- Selected excerpt:
****************************************

On Obama's inauguration night, when the new administration instructed military prosecutors to seek the suspension of all proceedings at Guantanamo Bay, defense lawyers at the base formed a boisterous conga line.
"Rule of law, baby!" they shouted.

So much is contained in that gesture.

1) Before September 11, 2001, the rule of law was a presumption in American life. Thanks to the Bush Administration, Congress, and a complicit citizenry, it ceased to be.

2) There are Americans for whom a victory for the rule of law is cause to form a conga line. That is wonderful. And reassuring. (These are, by the way, the kind of people that Liz Cheney, Bill Kristol and Michael Goldfarb dubbed "the Al Qaeda seven" in one of the most scurrilous political attacks in memory.)

3) There is no better symbol of President Obama's promise to remedy the excesses of his predecessor than those dancing lawyers -- and it is especially affecting to read about their celebration knowing how fully the man on whom they pinned their hopes would ultimately fail them.

What else did we learn this weekend?

The best-documented case of an abusive interrogation at Guantanamo was the coercive questioning, in late 2002 and early 2003, of Mohammed Qahtani. A Saudi believed to have been an intended participant in the Sept. 11 attacks, Mr. Qahtani was leashed like a dog, sexually humiliated and forced to urinate on himself.

****************************************

- Supplied information:
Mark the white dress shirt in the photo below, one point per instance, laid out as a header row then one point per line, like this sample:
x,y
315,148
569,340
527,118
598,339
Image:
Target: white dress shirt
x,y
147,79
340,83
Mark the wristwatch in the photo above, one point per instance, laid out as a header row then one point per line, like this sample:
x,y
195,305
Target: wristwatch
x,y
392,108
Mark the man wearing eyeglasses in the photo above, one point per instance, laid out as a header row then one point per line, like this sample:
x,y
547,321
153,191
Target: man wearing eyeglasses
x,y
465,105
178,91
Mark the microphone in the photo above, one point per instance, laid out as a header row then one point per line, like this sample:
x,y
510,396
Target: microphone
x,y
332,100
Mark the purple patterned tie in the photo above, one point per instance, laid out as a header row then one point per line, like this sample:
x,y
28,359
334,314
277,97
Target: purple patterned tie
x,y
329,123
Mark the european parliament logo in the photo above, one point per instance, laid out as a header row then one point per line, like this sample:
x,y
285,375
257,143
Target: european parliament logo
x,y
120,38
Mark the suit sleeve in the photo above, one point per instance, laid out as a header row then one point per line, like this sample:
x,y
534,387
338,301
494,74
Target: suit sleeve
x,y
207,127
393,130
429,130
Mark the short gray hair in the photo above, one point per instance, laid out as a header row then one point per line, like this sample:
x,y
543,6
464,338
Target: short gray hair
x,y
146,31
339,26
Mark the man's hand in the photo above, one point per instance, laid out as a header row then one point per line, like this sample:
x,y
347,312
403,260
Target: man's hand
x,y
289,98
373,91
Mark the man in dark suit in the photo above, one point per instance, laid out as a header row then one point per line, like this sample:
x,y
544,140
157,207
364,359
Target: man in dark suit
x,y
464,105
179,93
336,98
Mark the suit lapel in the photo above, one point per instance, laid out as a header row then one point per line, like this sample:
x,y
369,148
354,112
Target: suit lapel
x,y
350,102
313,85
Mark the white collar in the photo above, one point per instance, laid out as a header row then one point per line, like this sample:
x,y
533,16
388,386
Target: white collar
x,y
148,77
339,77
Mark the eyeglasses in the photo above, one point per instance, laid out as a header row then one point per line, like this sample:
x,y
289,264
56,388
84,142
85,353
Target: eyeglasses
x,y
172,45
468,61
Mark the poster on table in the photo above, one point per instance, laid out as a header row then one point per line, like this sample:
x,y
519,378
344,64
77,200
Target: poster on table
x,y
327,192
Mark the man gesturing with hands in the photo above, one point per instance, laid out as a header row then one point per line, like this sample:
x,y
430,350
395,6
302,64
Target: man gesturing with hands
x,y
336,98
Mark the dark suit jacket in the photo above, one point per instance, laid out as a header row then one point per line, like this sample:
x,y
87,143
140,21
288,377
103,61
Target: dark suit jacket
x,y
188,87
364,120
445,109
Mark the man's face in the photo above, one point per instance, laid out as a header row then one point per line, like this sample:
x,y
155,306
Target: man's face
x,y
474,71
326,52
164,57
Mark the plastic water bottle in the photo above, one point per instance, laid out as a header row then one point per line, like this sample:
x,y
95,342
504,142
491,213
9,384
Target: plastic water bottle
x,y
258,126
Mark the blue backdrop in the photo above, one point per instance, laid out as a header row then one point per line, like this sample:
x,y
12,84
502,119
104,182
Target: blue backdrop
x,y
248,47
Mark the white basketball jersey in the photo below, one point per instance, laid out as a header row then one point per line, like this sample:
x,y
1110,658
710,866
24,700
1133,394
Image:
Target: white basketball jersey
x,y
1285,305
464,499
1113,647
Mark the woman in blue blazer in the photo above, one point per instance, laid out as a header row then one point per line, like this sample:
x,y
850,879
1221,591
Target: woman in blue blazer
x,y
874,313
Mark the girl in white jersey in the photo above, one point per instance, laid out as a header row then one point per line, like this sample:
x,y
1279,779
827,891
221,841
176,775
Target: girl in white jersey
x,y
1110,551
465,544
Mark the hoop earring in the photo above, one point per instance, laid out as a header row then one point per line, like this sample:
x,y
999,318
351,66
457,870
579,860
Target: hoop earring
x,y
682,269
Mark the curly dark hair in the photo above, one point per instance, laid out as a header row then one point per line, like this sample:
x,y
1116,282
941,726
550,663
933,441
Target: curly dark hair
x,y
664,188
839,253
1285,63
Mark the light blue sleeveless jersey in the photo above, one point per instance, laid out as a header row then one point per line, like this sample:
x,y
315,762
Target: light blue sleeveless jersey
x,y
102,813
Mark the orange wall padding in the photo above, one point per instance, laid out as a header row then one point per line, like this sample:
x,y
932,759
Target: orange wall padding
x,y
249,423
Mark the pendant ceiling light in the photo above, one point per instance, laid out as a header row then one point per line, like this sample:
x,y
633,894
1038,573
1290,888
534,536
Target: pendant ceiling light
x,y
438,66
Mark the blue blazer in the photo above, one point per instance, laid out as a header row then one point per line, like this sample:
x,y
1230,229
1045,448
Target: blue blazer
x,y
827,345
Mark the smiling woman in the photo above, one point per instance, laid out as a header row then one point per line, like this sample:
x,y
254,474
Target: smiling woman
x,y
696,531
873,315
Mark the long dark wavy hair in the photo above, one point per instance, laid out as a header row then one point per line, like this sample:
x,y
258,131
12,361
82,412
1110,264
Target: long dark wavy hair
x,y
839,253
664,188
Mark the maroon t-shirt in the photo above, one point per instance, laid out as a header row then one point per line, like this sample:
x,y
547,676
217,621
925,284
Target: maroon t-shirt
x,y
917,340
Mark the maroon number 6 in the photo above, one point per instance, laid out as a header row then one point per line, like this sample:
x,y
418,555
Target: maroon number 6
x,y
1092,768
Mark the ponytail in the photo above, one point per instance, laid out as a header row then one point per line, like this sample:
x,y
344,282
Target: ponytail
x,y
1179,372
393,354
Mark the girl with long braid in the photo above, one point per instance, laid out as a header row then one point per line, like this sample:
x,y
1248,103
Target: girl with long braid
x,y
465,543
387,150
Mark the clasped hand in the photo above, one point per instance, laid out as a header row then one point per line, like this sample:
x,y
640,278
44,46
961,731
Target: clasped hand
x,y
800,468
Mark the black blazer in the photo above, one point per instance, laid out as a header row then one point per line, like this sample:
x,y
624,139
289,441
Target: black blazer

****************************************

- Set of tasks:
A - In the excerpt on Guantanamo, shorten the paragraph that begins "The best-documented case" into one sentence that keeps its main facts.
B - Write out the Guantanamo excerpt word for word, covering everything from "So much is contained" down to "attacks in memory.)".

- Solutions below:
A - Mohammed Qahtani, a Saudi believed to have been an intended participant in the Sept. 11 attacks, underwent Guantanamo's best-documented abusive interrogation in late 2002 and early 2003, during which he was leashed like a dog, sexually humiliated and forced to urinate on himself.

B -
So much is contained in that gesture.

1) Before September 11, 2001, the rule of law was a presumption in American life. Thanks to the Bush Administration, Congress, and a complicit citizenry, it ceased to be.

2) There are Americans for whom a victory for the rule of law is cause to form a conga line. That is wonderful. And reassuring. (These are, by the way, the kind of people that Liz Cheney, Bill Kristol and Michael Goldfarb dubbed "the Al Qaeda seven" in one of the most scurrilous political attacks in memory.)